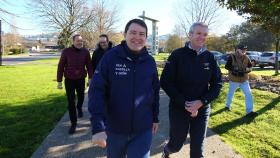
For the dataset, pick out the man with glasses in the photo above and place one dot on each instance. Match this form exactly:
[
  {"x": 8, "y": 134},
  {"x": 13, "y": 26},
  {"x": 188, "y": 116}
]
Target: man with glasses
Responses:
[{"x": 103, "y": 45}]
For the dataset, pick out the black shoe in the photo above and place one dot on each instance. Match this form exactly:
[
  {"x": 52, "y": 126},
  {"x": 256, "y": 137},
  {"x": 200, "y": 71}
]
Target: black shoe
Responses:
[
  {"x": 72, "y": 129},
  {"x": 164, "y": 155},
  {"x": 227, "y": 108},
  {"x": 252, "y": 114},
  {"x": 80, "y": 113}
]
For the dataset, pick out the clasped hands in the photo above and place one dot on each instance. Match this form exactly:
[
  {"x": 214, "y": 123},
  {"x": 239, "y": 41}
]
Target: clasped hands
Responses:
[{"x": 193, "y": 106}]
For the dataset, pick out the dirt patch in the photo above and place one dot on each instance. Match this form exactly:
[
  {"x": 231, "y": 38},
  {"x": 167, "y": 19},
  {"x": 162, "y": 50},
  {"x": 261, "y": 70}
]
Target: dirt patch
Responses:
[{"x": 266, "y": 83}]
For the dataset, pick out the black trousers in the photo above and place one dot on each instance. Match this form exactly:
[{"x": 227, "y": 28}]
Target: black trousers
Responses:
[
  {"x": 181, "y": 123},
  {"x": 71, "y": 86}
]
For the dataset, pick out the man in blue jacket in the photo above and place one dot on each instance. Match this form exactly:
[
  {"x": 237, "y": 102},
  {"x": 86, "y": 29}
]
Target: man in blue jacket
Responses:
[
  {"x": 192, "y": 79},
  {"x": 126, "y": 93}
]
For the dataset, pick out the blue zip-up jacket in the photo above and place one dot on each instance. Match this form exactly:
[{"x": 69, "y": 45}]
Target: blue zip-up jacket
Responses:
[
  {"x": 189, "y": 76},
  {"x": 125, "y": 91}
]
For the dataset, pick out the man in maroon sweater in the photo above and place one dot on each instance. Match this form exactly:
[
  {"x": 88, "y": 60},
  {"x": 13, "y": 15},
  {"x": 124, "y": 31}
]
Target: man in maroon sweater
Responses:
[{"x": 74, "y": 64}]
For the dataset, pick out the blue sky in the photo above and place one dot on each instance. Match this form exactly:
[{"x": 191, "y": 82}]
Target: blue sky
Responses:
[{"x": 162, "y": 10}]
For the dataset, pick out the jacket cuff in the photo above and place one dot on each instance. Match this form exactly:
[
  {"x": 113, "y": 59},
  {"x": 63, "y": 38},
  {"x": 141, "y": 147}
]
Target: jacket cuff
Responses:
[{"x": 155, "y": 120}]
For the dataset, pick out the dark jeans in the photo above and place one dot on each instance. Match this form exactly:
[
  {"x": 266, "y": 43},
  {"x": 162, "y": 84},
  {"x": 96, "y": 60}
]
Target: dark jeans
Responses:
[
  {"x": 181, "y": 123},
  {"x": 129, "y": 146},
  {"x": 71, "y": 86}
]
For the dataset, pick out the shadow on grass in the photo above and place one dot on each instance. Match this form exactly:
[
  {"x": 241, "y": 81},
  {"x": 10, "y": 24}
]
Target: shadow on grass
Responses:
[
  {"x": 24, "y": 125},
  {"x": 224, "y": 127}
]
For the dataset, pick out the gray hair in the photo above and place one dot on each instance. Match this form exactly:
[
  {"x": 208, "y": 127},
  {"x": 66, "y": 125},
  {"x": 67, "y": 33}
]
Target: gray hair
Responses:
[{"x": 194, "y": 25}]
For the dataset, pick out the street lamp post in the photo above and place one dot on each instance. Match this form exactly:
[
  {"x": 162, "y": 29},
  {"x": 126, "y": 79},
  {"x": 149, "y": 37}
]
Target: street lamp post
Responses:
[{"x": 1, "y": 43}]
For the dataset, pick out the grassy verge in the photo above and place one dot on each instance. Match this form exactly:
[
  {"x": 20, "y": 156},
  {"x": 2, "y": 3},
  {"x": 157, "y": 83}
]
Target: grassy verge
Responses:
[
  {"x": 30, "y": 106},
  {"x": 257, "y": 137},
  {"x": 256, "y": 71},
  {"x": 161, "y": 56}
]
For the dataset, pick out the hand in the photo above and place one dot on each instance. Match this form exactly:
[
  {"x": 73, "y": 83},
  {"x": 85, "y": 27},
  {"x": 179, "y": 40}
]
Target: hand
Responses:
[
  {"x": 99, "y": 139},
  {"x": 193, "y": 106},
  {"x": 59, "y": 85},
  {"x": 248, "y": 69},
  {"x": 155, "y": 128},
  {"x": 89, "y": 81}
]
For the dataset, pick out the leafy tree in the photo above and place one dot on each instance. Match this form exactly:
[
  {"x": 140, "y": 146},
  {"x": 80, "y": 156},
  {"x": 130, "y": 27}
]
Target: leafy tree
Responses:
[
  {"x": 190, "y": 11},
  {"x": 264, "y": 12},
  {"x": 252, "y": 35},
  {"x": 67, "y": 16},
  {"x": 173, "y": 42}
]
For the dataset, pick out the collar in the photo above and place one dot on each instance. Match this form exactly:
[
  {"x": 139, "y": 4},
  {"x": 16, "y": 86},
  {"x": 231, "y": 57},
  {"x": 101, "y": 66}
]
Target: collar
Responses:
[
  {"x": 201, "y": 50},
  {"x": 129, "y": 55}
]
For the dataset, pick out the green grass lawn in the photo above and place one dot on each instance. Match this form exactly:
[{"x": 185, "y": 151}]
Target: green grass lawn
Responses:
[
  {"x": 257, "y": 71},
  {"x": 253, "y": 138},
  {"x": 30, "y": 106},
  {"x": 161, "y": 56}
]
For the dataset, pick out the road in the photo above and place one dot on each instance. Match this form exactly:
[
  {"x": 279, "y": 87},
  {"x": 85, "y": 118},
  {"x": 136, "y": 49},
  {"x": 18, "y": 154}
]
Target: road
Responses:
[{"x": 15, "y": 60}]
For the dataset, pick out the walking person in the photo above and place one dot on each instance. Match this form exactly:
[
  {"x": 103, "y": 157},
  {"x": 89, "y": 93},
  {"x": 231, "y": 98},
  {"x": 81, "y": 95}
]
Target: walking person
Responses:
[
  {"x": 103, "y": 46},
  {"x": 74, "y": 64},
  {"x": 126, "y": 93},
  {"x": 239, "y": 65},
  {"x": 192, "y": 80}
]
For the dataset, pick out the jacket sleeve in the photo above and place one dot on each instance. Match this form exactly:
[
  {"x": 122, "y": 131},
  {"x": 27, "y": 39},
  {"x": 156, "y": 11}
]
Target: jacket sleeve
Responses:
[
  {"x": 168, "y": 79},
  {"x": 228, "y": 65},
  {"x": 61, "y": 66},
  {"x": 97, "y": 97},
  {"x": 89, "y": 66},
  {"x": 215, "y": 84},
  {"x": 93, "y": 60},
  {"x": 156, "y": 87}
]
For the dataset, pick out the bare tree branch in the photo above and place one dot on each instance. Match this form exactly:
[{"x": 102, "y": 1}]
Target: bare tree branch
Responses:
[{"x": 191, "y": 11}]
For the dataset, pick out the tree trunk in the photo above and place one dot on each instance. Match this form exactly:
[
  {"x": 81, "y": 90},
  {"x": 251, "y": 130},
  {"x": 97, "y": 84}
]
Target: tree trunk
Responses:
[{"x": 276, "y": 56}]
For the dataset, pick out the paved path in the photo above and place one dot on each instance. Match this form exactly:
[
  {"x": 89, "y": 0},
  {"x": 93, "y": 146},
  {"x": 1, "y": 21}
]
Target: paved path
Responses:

********************

Write the entries above out in full, exactly, with no images.

For the dataset, pick out the man with glasses in the photo above and place one dot on each instance. Match this form exactly:
[
  {"x": 8, "y": 134},
  {"x": 13, "y": 26},
  {"x": 188, "y": 116}
]
Target: man with glasses
Responses:
[{"x": 103, "y": 45}]
For the dataset, pick out the black shoe in the photo above and place one dot on each instance. Match this form exactly:
[
  {"x": 52, "y": 126},
  {"x": 256, "y": 137},
  {"x": 200, "y": 71}
]
Target: black shoe
Responses:
[
  {"x": 72, "y": 129},
  {"x": 164, "y": 155},
  {"x": 227, "y": 108},
  {"x": 252, "y": 114},
  {"x": 80, "y": 113}
]
For the dataset, pick out the clasped hands in the photo above and place one dot on each instance. Match this form exactly:
[
  {"x": 214, "y": 123},
  {"x": 239, "y": 41}
]
Target: clasped hands
Responses:
[{"x": 193, "y": 106}]
For the dataset, pick out the dirt patch in the photo above and place one dot on each instance. Match this form exactly:
[
  {"x": 231, "y": 38},
  {"x": 167, "y": 19},
  {"x": 162, "y": 50},
  {"x": 261, "y": 70}
]
Target: dirt patch
Responses:
[{"x": 266, "y": 83}]
For the dataset, pick out the black trousers in the photo above and place one dot on each instance. Match this form exactly:
[{"x": 227, "y": 28}]
Target: black trousers
Responses:
[
  {"x": 181, "y": 123},
  {"x": 71, "y": 86}
]
For the dataset, pick out the man in blue jacket in the photo above and place one dot on each instance. Match this form exactly:
[
  {"x": 237, "y": 102},
  {"x": 86, "y": 29}
]
Target: man in blue jacket
Responses:
[
  {"x": 192, "y": 79},
  {"x": 126, "y": 93}
]
For the dataset, pick out the blue zip-up jacket in the photo above and place one dot on each instance. Match this form exactly:
[{"x": 69, "y": 45}]
Target: blue zip-up jacket
Responses:
[
  {"x": 189, "y": 76},
  {"x": 125, "y": 91}
]
For the dataset, pick out the man in maroon sweater in the photo above and place one dot on each instance. Match this form exactly:
[
  {"x": 88, "y": 60},
  {"x": 13, "y": 15},
  {"x": 124, "y": 31}
]
Target: man in maroon sweater
Responses:
[{"x": 74, "y": 64}]
For the dataset, pick out the blue sky in the photo above and place one dot on each instance. Match this form exactly:
[{"x": 191, "y": 82}]
Target: blue sky
Responses:
[{"x": 162, "y": 10}]
For the dataset, pick out the jacket cuff in the photo above and place one dot on each instance. Match this form exactly:
[
  {"x": 113, "y": 59},
  {"x": 63, "y": 38},
  {"x": 141, "y": 147}
]
Target: jacket cuff
Responses:
[{"x": 155, "y": 120}]
For the dataset, pick out the dark jeans in the photo above and place one dot on each instance. Match this form exactly:
[
  {"x": 266, "y": 43},
  {"x": 162, "y": 84},
  {"x": 96, "y": 60}
]
Target: dark jeans
Responses:
[
  {"x": 181, "y": 123},
  {"x": 129, "y": 146},
  {"x": 71, "y": 86}
]
For the dataset, pick out the shadow on grass in the photo above and place one dot on each instance. Match this form exactly:
[
  {"x": 241, "y": 81},
  {"x": 10, "y": 24}
]
Target: shadow on grass
Responses:
[
  {"x": 24, "y": 125},
  {"x": 224, "y": 127}
]
For the dataset, pick out the gray hair in the photo above and place one dot on each instance. Match this form exactly:
[
  {"x": 208, "y": 127},
  {"x": 66, "y": 125},
  {"x": 67, "y": 33}
]
Target: gray hair
Responses:
[{"x": 194, "y": 25}]
For the dataset, pick out the street lamp post in the photo above and place one dot on each instance. Match this form exactly:
[
  {"x": 162, "y": 29},
  {"x": 126, "y": 79},
  {"x": 149, "y": 37}
]
Target: street lamp post
Responses:
[{"x": 1, "y": 43}]
For the dataset, pick out the grassy verge in the photo above and place one dot on each instance. Match this form exactly:
[
  {"x": 20, "y": 156},
  {"x": 2, "y": 3},
  {"x": 157, "y": 83}
]
Target: grassy verge
Responses:
[
  {"x": 30, "y": 106},
  {"x": 257, "y": 137},
  {"x": 256, "y": 71},
  {"x": 161, "y": 56}
]
For the dataset, pick out the hand in the photo above and place one dot on each instance. Match this form exactly:
[
  {"x": 73, "y": 83},
  {"x": 85, "y": 27},
  {"x": 179, "y": 40}
]
Target: hand
Responses:
[
  {"x": 99, "y": 139},
  {"x": 193, "y": 106},
  {"x": 59, "y": 85},
  {"x": 248, "y": 69},
  {"x": 155, "y": 128},
  {"x": 89, "y": 81}
]
For the dataset, pick out the leafy tree in the photo above and place one dot on each instance. Match this form exactly:
[
  {"x": 140, "y": 146},
  {"x": 80, "y": 156},
  {"x": 130, "y": 27}
]
Target: leafy tree
Responses:
[
  {"x": 190, "y": 11},
  {"x": 264, "y": 12},
  {"x": 252, "y": 35},
  {"x": 67, "y": 16},
  {"x": 173, "y": 42}
]
For the dataset, pick out the collar in the photo above and place one dot on each instance. Match this form exactly:
[
  {"x": 139, "y": 4},
  {"x": 16, "y": 86},
  {"x": 231, "y": 57},
  {"x": 101, "y": 66}
]
Target: collar
Responses:
[
  {"x": 201, "y": 50},
  {"x": 129, "y": 55}
]
For the dataset, pick out the green grass lawn in the photo above and place one dot on each instance. Match this form exactly:
[{"x": 185, "y": 151}]
Target: green grass lawn
Responses:
[
  {"x": 257, "y": 71},
  {"x": 253, "y": 138},
  {"x": 30, "y": 106},
  {"x": 161, "y": 56}
]
For the dataset, pick out the road in the photo above and place one dot on each instance. Match this form exactly:
[
  {"x": 279, "y": 87},
  {"x": 85, "y": 118},
  {"x": 136, "y": 49},
  {"x": 18, "y": 154}
]
Target: road
Responses:
[{"x": 15, "y": 60}]
For the dataset, pick out the walking person in the photo above and place one dot on each instance. Match this form exactly:
[
  {"x": 103, "y": 157},
  {"x": 89, "y": 93},
  {"x": 231, "y": 98},
  {"x": 81, "y": 95}
]
Target: walking person
Responses:
[
  {"x": 103, "y": 46},
  {"x": 74, "y": 64},
  {"x": 126, "y": 93},
  {"x": 239, "y": 65},
  {"x": 192, "y": 80}
]
For the dataset, pick out the jacket sleeve in the photo above and place one dot on each instance. Match this form exactly:
[
  {"x": 122, "y": 131},
  {"x": 27, "y": 39},
  {"x": 156, "y": 11}
]
Target: jacket sleeve
Responses:
[
  {"x": 168, "y": 79},
  {"x": 228, "y": 65},
  {"x": 61, "y": 66},
  {"x": 97, "y": 97},
  {"x": 89, "y": 66},
  {"x": 215, "y": 84},
  {"x": 93, "y": 60},
  {"x": 156, "y": 87}
]
For the dataset, pick out the bare tree branch in the photo above and place one dot on each instance. Match this form exactly:
[{"x": 102, "y": 1}]
Target: bare tree branch
Responses:
[{"x": 191, "y": 11}]
For the dataset, pick out the tree trunk in the photo above and place one dot on each instance. Match this form exactly:
[
  {"x": 81, "y": 90},
  {"x": 251, "y": 130},
  {"x": 97, "y": 84}
]
Target: tree trunk
Responses:
[{"x": 276, "y": 56}]
For the dataset, pick out the paved path in the photo above and place one dot on each instance. Match this form exactly:
[
  {"x": 89, "y": 0},
  {"x": 93, "y": 146},
  {"x": 1, "y": 21}
]
Target: paved path
Responses:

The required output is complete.